EXTRACTED RECORDS —
........

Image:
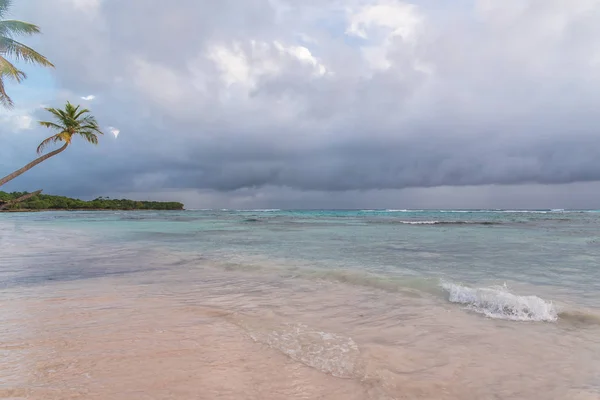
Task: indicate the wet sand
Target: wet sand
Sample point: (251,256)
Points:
(233,335)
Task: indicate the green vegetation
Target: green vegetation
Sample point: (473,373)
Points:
(69,122)
(10,48)
(48,202)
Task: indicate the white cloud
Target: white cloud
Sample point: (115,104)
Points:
(245,63)
(114,131)
(17,120)
(380,24)
(398,18)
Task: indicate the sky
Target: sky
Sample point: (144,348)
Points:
(317,103)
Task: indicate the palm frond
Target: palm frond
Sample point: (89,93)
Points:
(52,125)
(4,6)
(11,47)
(70,121)
(94,128)
(58,114)
(80,113)
(48,141)
(12,28)
(5,99)
(8,70)
(89,136)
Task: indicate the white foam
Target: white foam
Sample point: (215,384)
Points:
(420,222)
(328,352)
(499,303)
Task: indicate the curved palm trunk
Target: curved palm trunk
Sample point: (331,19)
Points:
(19,200)
(32,164)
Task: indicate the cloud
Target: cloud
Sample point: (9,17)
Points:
(114,131)
(336,97)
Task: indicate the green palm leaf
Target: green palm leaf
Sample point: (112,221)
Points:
(20,52)
(11,28)
(11,48)
(68,123)
(4,7)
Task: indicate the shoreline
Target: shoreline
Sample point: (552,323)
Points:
(81,209)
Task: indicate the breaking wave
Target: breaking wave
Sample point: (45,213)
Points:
(449,222)
(327,352)
(498,303)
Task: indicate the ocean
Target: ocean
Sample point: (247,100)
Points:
(284,304)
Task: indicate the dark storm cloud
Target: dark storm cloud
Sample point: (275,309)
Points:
(232,95)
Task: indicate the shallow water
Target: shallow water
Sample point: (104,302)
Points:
(300,304)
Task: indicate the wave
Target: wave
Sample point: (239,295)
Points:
(449,222)
(498,303)
(261,210)
(325,351)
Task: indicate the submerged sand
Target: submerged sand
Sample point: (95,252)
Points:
(129,338)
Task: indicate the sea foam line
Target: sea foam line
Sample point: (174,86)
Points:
(498,303)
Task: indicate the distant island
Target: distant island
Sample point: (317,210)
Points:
(42,202)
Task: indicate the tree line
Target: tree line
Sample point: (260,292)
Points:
(39,202)
(67,123)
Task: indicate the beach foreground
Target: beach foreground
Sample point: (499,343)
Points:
(135,319)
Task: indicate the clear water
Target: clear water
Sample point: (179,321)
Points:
(484,275)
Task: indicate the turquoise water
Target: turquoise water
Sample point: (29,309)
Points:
(473,304)
(551,253)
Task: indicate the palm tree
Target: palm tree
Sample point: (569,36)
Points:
(9,47)
(69,122)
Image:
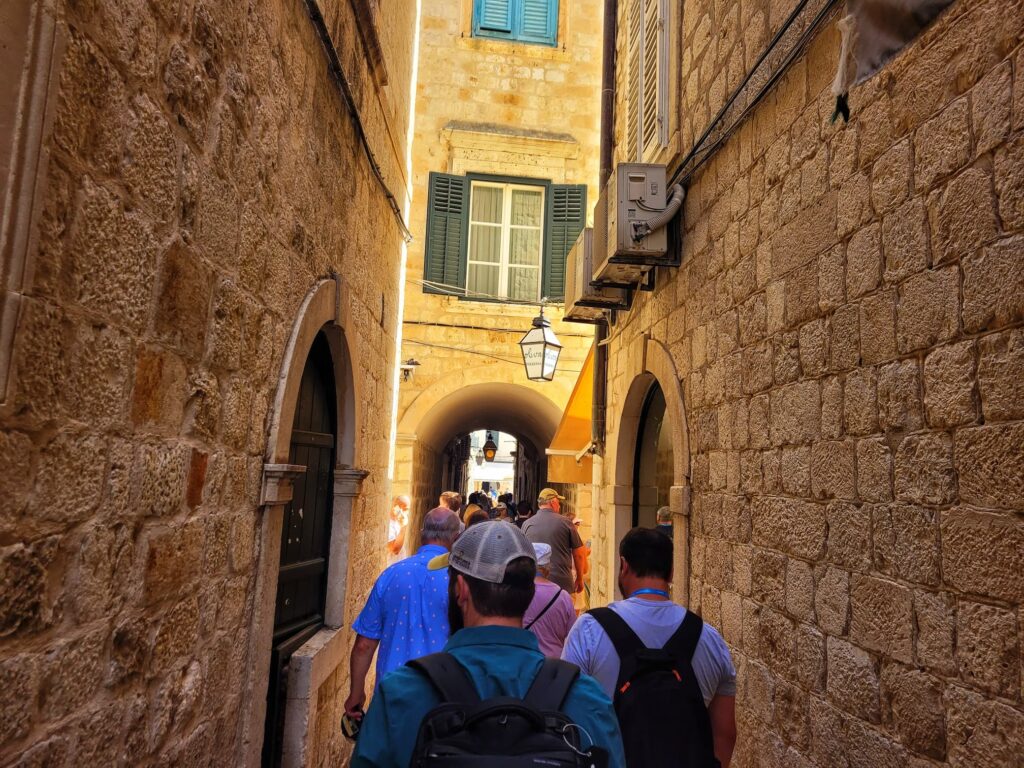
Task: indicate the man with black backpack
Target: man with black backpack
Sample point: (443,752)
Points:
(670,675)
(491,698)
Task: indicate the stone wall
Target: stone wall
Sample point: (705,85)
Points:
(200,174)
(847,327)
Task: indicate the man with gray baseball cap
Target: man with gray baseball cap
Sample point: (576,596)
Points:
(492,567)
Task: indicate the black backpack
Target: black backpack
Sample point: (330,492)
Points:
(501,732)
(657,699)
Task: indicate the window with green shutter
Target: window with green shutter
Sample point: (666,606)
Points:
(524,20)
(493,238)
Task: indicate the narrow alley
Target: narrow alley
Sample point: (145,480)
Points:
(317,312)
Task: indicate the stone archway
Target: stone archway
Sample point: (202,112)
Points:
(324,310)
(651,366)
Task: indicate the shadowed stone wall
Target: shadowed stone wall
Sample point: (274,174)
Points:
(848,326)
(200,173)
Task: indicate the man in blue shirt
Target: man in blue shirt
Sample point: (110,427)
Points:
(407,612)
(491,571)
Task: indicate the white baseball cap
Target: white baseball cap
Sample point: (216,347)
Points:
(484,550)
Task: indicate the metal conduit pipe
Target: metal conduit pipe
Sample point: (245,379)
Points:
(599,407)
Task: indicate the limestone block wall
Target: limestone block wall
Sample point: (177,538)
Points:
(200,173)
(847,328)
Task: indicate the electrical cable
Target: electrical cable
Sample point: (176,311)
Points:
(334,66)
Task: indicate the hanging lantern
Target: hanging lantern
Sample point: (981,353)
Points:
(489,449)
(540,350)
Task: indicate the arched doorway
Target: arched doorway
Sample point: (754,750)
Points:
(305,537)
(653,460)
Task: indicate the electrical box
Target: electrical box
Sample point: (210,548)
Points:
(584,302)
(635,193)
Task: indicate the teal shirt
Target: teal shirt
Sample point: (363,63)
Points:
(502,662)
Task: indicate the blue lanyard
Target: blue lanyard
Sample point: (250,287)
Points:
(662,593)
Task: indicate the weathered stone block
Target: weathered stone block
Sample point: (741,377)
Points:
(935,614)
(833,474)
(990,465)
(942,144)
(863,261)
(988,649)
(1000,376)
(993,286)
(899,396)
(796,414)
(791,525)
(966,532)
(800,590)
(963,216)
(849,536)
(980,730)
(905,543)
(853,680)
(915,701)
(949,385)
(882,616)
(925,469)
(875,469)
(878,327)
(26,601)
(929,309)
(832,601)
(891,177)
(860,402)
(904,240)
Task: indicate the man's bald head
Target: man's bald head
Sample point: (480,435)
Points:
(441,526)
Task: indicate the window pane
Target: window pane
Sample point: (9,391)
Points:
(482,279)
(486,205)
(484,243)
(524,247)
(526,207)
(524,285)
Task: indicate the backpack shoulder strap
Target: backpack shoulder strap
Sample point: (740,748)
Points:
(552,685)
(544,609)
(448,676)
(683,642)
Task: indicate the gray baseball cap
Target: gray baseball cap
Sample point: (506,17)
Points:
(484,550)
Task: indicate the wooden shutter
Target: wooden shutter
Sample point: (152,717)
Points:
(635,43)
(448,226)
(495,15)
(539,23)
(566,217)
(652,78)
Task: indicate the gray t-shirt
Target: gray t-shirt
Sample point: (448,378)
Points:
(591,649)
(551,528)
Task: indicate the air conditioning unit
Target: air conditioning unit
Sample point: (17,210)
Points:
(584,302)
(630,219)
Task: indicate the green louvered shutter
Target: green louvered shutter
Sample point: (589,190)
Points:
(448,225)
(566,217)
(540,22)
(494,15)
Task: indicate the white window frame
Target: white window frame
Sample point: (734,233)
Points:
(506,227)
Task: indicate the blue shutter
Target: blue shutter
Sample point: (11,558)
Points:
(566,217)
(493,15)
(448,227)
(539,22)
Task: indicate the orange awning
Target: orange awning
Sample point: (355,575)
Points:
(568,459)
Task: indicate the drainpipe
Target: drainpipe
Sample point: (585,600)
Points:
(607,154)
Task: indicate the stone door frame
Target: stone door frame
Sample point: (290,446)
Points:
(325,308)
(649,363)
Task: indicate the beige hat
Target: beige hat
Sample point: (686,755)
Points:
(548,494)
(484,550)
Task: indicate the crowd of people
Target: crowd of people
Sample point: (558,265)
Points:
(483,656)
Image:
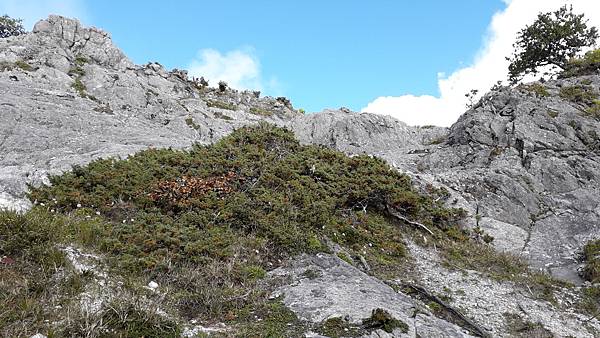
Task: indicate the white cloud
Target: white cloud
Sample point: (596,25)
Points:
(239,68)
(489,66)
(31,11)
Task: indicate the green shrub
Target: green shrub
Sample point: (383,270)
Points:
(220,105)
(76,71)
(589,64)
(24,65)
(190,122)
(337,327)
(81,60)
(594,109)
(197,205)
(536,88)
(260,111)
(591,253)
(79,87)
(210,221)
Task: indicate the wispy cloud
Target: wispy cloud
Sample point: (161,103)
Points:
(489,66)
(31,11)
(240,68)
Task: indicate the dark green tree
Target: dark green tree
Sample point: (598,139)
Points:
(10,26)
(552,39)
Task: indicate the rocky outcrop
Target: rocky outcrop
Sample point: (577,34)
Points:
(324,287)
(70,96)
(524,162)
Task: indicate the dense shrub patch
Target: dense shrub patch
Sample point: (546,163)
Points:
(258,186)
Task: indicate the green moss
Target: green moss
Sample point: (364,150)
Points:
(190,122)
(502,266)
(438,140)
(222,116)
(517,327)
(220,105)
(536,88)
(578,94)
(81,60)
(337,327)
(76,71)
(260,111)
(343,256)
(270,320)
(591,254)
(24,65)
(4,65)
(594,109)
(381,319)
(128,321)
(79,87)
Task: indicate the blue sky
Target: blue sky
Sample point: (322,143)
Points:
(319,53)
(414,60)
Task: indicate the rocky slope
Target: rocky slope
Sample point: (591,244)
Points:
(523,162)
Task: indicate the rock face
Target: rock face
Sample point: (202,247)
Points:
(324,286)
(79,98)
(524,163)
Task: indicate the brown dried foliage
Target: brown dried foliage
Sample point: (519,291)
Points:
(180,191)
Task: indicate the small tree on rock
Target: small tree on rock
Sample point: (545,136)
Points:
(552,39)
(10,26)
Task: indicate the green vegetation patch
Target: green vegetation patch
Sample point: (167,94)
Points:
(536,88)
(579,94)
(79,87)
(594,109)
(518,327)
(81,60)
(76,71)
(590,301)
(209,222)
(467,254)
(220,105)
(381,319)
(591,253)
(190,122)
(260,111)
(24,65)
(337,327)
(589,64)
(258,187)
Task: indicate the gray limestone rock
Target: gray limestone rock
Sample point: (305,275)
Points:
(525,166)
(324,286)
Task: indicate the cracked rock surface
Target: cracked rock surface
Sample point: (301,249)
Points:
(525,166)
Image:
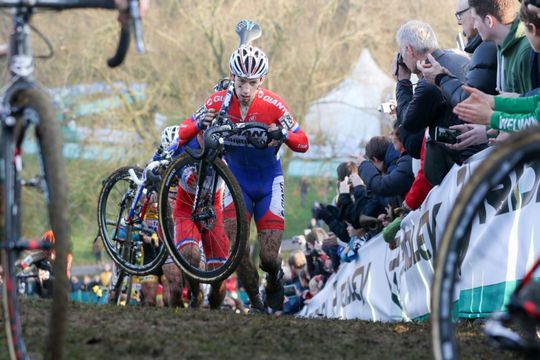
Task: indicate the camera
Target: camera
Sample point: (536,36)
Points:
(400,62)
(289,290)
(386,107)
(446,135)
(532,2)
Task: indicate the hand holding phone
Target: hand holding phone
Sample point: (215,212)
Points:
(446,135)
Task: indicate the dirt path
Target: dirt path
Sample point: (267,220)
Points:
(108,332)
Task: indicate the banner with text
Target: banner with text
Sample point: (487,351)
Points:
(394,285)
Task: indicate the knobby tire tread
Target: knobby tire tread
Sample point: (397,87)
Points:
(108,184)
(496,166)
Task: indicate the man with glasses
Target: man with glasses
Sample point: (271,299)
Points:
(497,20)
(482,74)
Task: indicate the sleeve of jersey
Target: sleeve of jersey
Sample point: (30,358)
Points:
(188,130)
(297,140)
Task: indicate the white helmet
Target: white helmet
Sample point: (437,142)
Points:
(169,136)
(248,62)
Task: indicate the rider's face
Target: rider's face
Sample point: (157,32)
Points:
(246,89)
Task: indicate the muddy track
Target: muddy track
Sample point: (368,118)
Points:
(108,332)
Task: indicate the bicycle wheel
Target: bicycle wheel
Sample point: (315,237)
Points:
(207,239)
(123,239)
(36,109)
(519,152)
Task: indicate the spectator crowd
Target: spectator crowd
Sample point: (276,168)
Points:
(449,105)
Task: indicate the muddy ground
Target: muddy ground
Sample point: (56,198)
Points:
(109,332)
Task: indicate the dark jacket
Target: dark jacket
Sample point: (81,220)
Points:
(481,74)
(428,108)
(396,183)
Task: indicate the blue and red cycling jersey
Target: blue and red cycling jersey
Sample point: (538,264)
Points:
(258,171)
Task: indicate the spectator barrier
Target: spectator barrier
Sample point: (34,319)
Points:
(394,285)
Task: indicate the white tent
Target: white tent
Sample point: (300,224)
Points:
(341,122)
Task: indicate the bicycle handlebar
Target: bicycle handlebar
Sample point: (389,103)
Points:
(125,36)
(125,32)
(214,137)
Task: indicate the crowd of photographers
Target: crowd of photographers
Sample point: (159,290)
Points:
(376,190)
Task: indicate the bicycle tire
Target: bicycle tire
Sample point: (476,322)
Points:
(237,242)
(49,141)
(519,149)
(111,209)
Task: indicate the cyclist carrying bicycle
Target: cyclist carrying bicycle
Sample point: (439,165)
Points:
(258,171)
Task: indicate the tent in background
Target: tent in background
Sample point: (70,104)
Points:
(340,123)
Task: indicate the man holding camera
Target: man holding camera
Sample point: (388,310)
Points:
(482,74)
(425,106)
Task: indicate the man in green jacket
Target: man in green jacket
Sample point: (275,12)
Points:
(496,20)
(505,114)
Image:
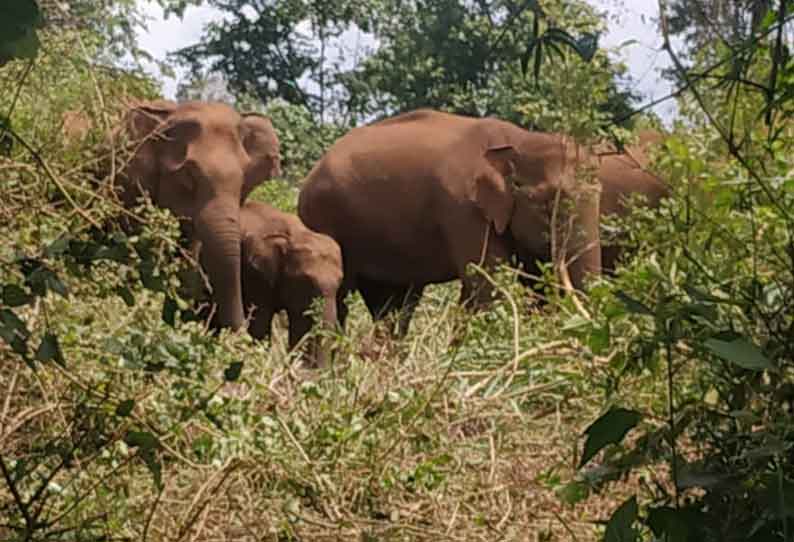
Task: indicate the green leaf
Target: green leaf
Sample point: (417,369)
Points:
(124,408)
(669,524)
(232,372)
(632,305)
(14,331)
(126,295)
(142,439)
(50,350)
(169,311)
(621,525)
(740,352)
(573,493)
(15,296)
(608,429)
(587,45)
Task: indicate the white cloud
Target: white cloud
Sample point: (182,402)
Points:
(164,36)
(635,21)
(628,20)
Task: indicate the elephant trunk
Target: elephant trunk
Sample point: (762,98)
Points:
(217,226)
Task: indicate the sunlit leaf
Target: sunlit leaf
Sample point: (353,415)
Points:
(50,350)
(232,372)
(610,428)
(740,352)
(621,525)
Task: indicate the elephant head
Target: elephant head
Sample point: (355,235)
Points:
(200,160)
(536,189)
(296,269)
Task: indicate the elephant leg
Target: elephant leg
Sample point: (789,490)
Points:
(261,323)
(473,241)
(299,325)
(341,307)
(316,352)
(385,301)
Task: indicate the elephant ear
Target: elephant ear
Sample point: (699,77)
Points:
(262,145)
(492,193)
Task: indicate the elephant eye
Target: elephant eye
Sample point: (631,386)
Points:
(182,130)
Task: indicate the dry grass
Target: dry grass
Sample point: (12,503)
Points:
(414,440)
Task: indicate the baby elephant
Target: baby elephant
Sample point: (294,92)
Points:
(286,266)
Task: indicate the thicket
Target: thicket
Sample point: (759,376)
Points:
(662,411)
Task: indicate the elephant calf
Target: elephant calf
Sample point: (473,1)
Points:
(285,266)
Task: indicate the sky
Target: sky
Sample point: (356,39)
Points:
(628,20)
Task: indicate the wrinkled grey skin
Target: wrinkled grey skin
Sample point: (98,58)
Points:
(200,160)
(286,266)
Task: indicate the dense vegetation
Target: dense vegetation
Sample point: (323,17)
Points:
(660,408)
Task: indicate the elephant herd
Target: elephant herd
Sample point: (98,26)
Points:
(390,208)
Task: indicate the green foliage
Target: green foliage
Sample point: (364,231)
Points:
(467,57)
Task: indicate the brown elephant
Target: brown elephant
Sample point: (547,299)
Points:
(285,267)
(624,177)
(414,199)
(200,160)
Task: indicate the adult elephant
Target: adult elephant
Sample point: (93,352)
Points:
(414,199)
(200,160)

........

WORK ITEM — Could you find each line in the entries that contains the string "baseball" and copy it?

PROBLEM SOLUTION —
Task: indicate the man with gray baseball cap
Target: man with gray baseball cap
Task: indicate the white baseball cap
Target: white baseball cap
Task: indicate the gray baseball cap
Target: gray baseball cap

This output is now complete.